## start Document excerpt

The recent Dobbs Decision (for which I thank God) has highlighted a major worldview divide in our country over whether abortion is ethical.1 However, beneath this ethical question, there is also a value judgment: are children a blessing or a curse?
Romans 12:2 commands Christians not to be conformed to this world’s way of thinking, but to renew our minds with Scripture. One area in which we are tempted to think like the world is in our attitude toward having children.
I am concerned that the world’s values regarding children are rubbing off on us Christians. Complaints and sarcastic comments about children (whether ours or somebody else’s) far too often roll off our tongues. We are even tempted to allow issues of finances and personal convenience to weigh heavily in our family planning decisions!2
My wife and I have four children ranging in age from two to nine. One of Elise’s least favorite aspects of pregnancy is the comments she gets while out shopping. “Wow, are they all yours?” “You’ve sure got your hands full, don’t you?” “You do know where babies come from, right?” The implication of these comments is clear: “You’re foolish to have so many children.”
But are we? What does the Bible say?3
“Unless the Lord builds the house, They labor in vain who build it; Unless the Lord guards the city, The watchman keeps awake in vain. It is vain for you to rise up early, To retire late, To eat the bread of painful labors; For He gives to His beloved even in his sleep….” (NASB)
Verse 1 emphasizes man’s dependence on God to produce anything of lasting value. Whether building or guarding, our efforts are in vain unless God is in it. The good news, according to v. 2, is that God is favorably inclined toward us (“His beloved”), so we can relax and rest!
The last line in v. 2 is especially hard to translate. It could read either, “He gives sleep to His beloved” (NKJV, ESV, NIV) or “He gives to His beloved in his sleep” (NASB, NET; emphasis mine). The decision reduces to interpretation preference, as both translations are grammatically acceptable. I tend to favor the second translation, because it fits the flow of thought better.
If I am correct, then Solomon (the author) may be thinking of one of the greatest gifts he ever received––his wisdom––which God gave him in a dream while he slept (2 Kings 3:1-15; 2 Chron 1:7-12). This background is especially probable since Solomon was also called “Jedidiah,” which means, “Beloved of the LORD” (2 Sam 12:25). In a very “Ecclesiastes moment,” Solomon is reflecting on the fact that the best things in life are often gifts that God gives.
“What does this have to do with children?”, you ask? Enter the second half of the psalm.
“…Behold, children are a gift of the Lord, The fruit of the womb is a reward. Like arrows in the hand of a warrior, So are the children of one’s youth. How blessed is the man whose quiver is full of them; They will not be ashamed When they speak with their enemies in the gate.” (Psalm 127:3–5, NASB)

## end Document excerpt
## start Information supplied

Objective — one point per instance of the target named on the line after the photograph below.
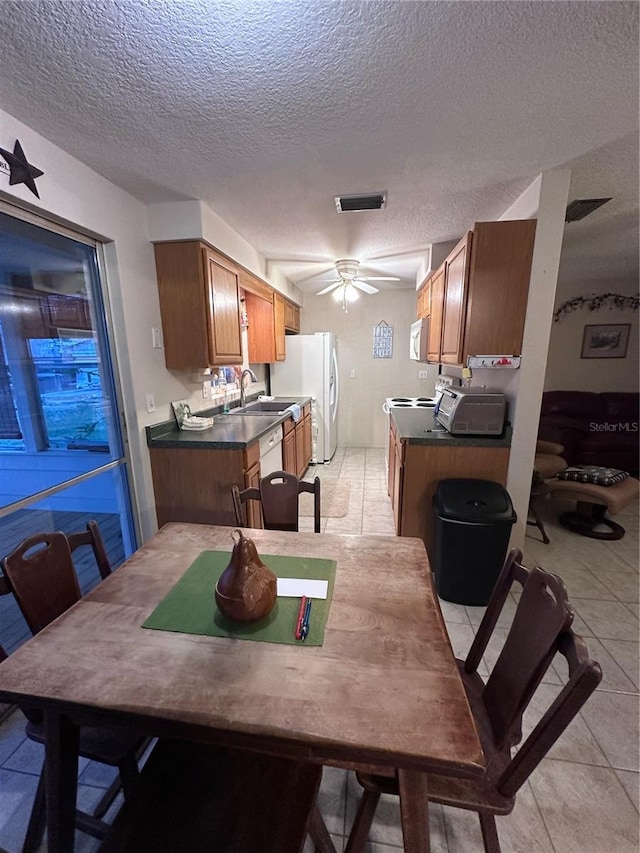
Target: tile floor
(583, 798)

## end Information supplied

Requirement => In the article on children and Psalm 127, rewrite the passage that begins with the words "The last line" and ends with "of thought better.", replacing "grammatically acceptable" with "grammatically sound".

Right answer =>
The last line in v. 2 is especially hard to translate. It could read either, “He gives sleep to His beloved” (NKJV, ESV, NIV) or “He gives to His beloved in his sleep” (NASB, NET; emphasis mine). The decision reduces to interpretation preference, as both translations are grammatically sound. I tend to favor the second translation, because it fits the flow of thought better.